### PROBLEM REQUIREMENTS
The reply should match the listing below character for character, except that no image is carried over.

### GIVEN DATA
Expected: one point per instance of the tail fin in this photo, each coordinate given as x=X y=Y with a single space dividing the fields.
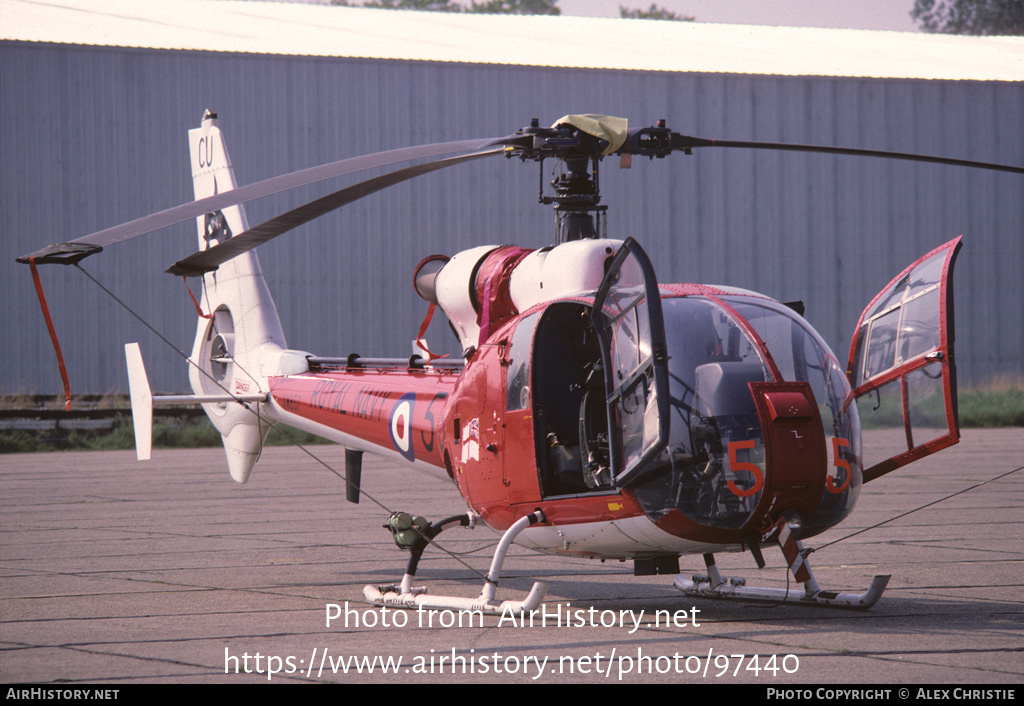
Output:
x=242 y=341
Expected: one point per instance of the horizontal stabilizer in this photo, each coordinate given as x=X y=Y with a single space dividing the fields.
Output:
x=142 y=401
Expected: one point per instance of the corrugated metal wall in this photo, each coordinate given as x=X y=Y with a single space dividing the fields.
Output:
x=93 y=136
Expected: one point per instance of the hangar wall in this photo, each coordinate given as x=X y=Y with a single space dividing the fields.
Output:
x=93 y=136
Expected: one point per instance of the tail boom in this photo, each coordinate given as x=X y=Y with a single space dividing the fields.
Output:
x=390 y=412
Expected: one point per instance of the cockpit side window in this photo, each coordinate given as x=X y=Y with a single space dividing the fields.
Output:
x=519 y=357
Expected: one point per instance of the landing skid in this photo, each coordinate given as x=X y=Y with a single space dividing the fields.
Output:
x=715 y=586
x=408 y=596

### EXERCISE RESULT
Expected: one point per instance of the tail fin in this photo, each coordinate given as x=X y=Y with a single space dividing the fields.
Output:
x=242 y=341
Expected: one point per instance of the horizontal stabilizer in this photo, each coordinate given as x=X y=Y with a single space dividing the fields.
Output:
x=142 y=401
Expected: one point per instance of the corrugated metal wall in this photo, each coordinate given as x=X y=Y with a single space dividing the fields.
Output:
x=93 y=136
Expected: one point per instance of the hangar wall in this photo, each coordinate given as x=X y=Y with a single space dividing the fields.
Output:
x=93 y=136
Expected: one point per instance of the tail boom in this photo, each coordinate given as x=X y=Y with a single space dividing the fields.
Output:
x=390 y=412
Expected: one point per instance of the cockpit side window in this photo, each coordinate given as x=X y=Y with a single space dividing the fields.
Output:
x=519 y=357
Expected: one point per instance of the landing skid in this photo, each coordinate given as x=X y=Y with a single space dividing the fields.
Output:
x=715 y=586
x=408 y=596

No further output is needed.